> [Action item] An acceptable answer contains each line of the material, unchanged.

> [Dataset entries]
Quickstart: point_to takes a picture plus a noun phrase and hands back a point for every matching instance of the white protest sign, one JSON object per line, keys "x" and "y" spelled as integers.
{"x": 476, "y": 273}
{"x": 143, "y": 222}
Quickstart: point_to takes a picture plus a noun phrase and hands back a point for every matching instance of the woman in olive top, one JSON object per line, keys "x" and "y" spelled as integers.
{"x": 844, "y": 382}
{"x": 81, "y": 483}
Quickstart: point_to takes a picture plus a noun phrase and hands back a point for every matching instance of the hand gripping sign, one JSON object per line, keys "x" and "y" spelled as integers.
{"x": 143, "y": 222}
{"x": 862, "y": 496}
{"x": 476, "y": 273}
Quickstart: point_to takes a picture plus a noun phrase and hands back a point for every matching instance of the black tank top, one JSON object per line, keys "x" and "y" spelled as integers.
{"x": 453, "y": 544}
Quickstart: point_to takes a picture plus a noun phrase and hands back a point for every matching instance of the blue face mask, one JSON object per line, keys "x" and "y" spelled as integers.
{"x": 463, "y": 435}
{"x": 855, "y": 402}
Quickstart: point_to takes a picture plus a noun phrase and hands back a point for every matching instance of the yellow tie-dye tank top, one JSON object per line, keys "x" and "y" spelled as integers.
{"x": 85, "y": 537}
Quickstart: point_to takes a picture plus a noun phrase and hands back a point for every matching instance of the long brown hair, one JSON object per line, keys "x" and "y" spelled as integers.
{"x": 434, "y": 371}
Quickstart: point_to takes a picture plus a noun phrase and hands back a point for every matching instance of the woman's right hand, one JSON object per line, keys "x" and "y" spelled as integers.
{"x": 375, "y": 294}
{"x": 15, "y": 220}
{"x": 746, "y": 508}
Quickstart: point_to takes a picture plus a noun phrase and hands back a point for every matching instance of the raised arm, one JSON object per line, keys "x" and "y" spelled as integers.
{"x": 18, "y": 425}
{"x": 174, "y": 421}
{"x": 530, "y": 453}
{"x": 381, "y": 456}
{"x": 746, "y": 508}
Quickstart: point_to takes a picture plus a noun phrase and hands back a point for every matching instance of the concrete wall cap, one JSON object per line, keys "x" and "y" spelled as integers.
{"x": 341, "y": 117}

> [Result]
Quickstart: point_to takes a picture plus a noun phrase and hands back a point for every matching instance of the white protest sign, one JSON object per line, keys "x" and "y" spelled as integers.
{"x": 476, "y": 273}
{"x": 143, "y": 222}
Quickstart: point_to takes a picture plus a noun phrase and hands back a point for every matching instance of the woman in olive top, one JSON object per line, keys "x" and "y" spelled as integers.
{"x": 844, "y": 382}
{"x": 81, "y": 483}
Quickstart: point_to takes a picture plus a noun phrase and hands back a point for every matching instance of the hand gripping sign, one JSON object per line, keys "x" and "y" spelled as integers.
{"x": 143, "y": 222}
{"x": 862, "y": 496}
{"x": 476, "y": 273}
Quickstart: point_to takes a picture plus a noun phrase and hands back a point for every matching instance of the black tank top, one JSON object per line, keys "x" and "y" spelled as integers.
{"x": 453, "y": 544}
Quickstart: point_to takes a picture plus a noun phrase and hands back a point for every matching instance of the blue face mask, one JSON object per line, keys "x" and "y" spelled as integers.
{"x": 463, "y": 435}
{"x": 855, "y": 402}
Quickstart: point_to takes a picture plus a noun phrase and hands back a point for every matching instance of the yellow tie-dye tank top, one JSON object per line, keys "x" and "y" spelled as integers.
{"x": 85, "y": 537}
Quickstart: point_to takes a picture plus a noun phrase and hands back a point for every matching instance of the long brown hair, one JSON object per line, keys "x" and "y" spelled as integers.
{"x": 434, "y": 371}
Quickstart: point_to takes a picture plus a noun phrase and hands back a point for every matching instance of the woman's right hand, one JSON object per line, keys "x" and "y" spelled as integers.
{"x": 375, "y": 294}
{"x": 15, "y": 220}
{"x": 746, "y": 508}
Quickstart: point_to takes a picture plus a noun phrase and hands back a point for every matching instance of the raised arm, one JSON object per line, keys "x" and "y" spelled as integers.
{"x": 18, "y": 425}
{"x": 174, "y": 421}
{"x": 530, "y": 453}
{"x": 381, "y": 456}
{"x": 746, "y": 508}
Quickstart: point_to takes a picture plus a noun phrase and hands back a point for every matching instance of the concrete wall cap, one JSON object per line, keys "x" and "y" spelled as integers.
{"x": 341, "y": 117}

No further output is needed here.